━━ Belge Alıntısı
23 Kasım 2016 Çarşamba

ruhum mürşidim öğretenler günün kutlu olsun

ruhum mürşidim öğretenler günün kutlu olsun

NİYET ETTİM CEMALİ YARİM OLAN GÜZEL BAHTIM-TACI NUR OLAN -ÖZÜ GÜNEŞ RUHUMUN MÜRŞİDİM OLMASINA :) bana hiçbir şeye benzemeyen tarifi imkansız huzurlu güzel yüzünü gösteren ve gözlerimden beni aşka esir eden..gidip kendine aşık olacağı bir kamil mürşid bulup, o mürşidin gözlerinden bana aşkla bakan ve beni deliye döndürüp kul eden....bana herşeyi öğreten, beni sayısız defa sayısız biçim ve bedenimde öldüren,her öldürdükten sonra tekrar yeni idraklerde dirilten,sevmeyi öğreten...aşkın en delisini ve en şiddetlisini büyük bir itina ile YAŞATIP, BENİ ACIDAN 1001 DEFA ÖLDÜREN-KISKANÇLIKTAN MİLYONLARCA KURDA KEMİRTEN ve yine büyük aşık mürşid-i aşkın kontrolünde beni sabırtaşına döndüren....ruhum aşkımdan sema ederken değirmen taşından çekilen un olup- ekmek yapılan...ip olup zaman çıkrığında kendisine örümceğin ağ evini kurup halkın üzerine ağı attılan.... yüce rehberim,mürşidim,öğretenim ruhum....öğretenler günün kutlu olsun .seni seviyorum.." Kul Allahü teâlânın sevgisini tattığı zaman, Allah o kulunun kusurlarını kendisine gösterir. Böylece o, başkalarının kusurlarını göremez olur." / Hz.Rabia´tül Adeviyye

bütün gece uyumadım.sabaha dek Senli düşünce kadehlerini içtim..
━━━━
━━ Veri Kümesi
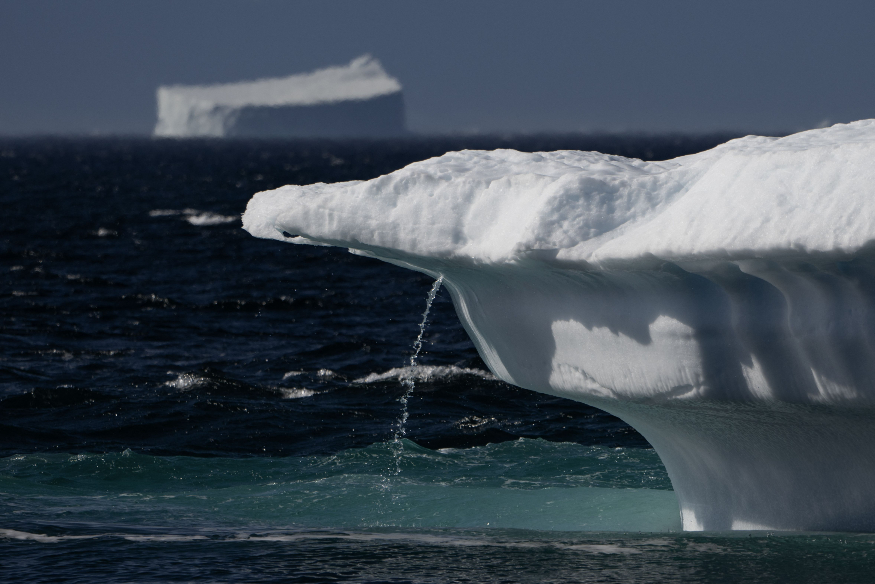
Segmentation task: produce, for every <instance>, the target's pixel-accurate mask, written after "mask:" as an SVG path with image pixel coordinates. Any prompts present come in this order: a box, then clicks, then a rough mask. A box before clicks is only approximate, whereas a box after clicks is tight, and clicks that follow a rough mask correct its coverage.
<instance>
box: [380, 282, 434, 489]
━━━━
* Yapılacak İşlemler *
1) Mürşide seslenen yazıdaki "Kul Allahü teâlânın sevgisini tattığı zaman, Allah o kulunun kusurlarını kendisine gösterir." cümlesini İngilizceye çeviriniz.
2) Mürşide seslenen yazıyı kaldığı yerden sürdürünüz.

* Görev Çıktıları *
1) When a servant tastes the love of Allah the Exalted, Allah shows that servant their own faults.

2)
sarhoşluğum isyanıma karışmıştı,yediğim hannas beni yenmişti..
zilzurna kıskançtım..Seni herkesten, Seni Senden,Seni kendimden kıskanıyorum..
kendimden nefret ediyorum….
her gelişim gibi,”ama!!? bu son defaydı..”aşkımı geri vermeye gelecektim..
dervişliğimden istifa ediyordum..tüm sokak dünyalığımı giydim..bakınca bile belli olsun istedim kararım.bakınca anla yani..

en son gelişimde “artık Sizi görmeden durabiliyorum..
bir daha Sizi görmeye gelmeyeceğim” demiştim..”tamam,çok güzel, nasıl istersen..sen bilirsin” dedin hani..ve bana kendini göstermedin..ne cehennemdi ama..ne sancılı bir zamandı..
ertesi gün aramıştım..”yalan söyledim..bir daha yapmayın lütfen..yalan.. ben Sizi görmezsem yaşayamam” demiştim..ne güzel gülmüştün..”geçecek bunlar demiştin..alışacaksın..”
başlarda,değişemediğimden bahsetmiştim tüm utancımla…”böyle kal..olduğun gibi.. değişme...rahat ol..ben memnunum,  istediğin gibi davranabilirsin..” demiştin..oysa beni bu halimle kimse kabul etmezdi bilirim..ve söz almıştın ; bende Seni değiştirmeye çalışmayacaktım.eğer Seni değiştirirsem ,o zaman Seni böyle sevemeyeceğimi söyledin.demek ki,Seni bu kadar sevmemi Sende sevdin :)..ve Sen ,beni her halimle öylece  kabul ettin..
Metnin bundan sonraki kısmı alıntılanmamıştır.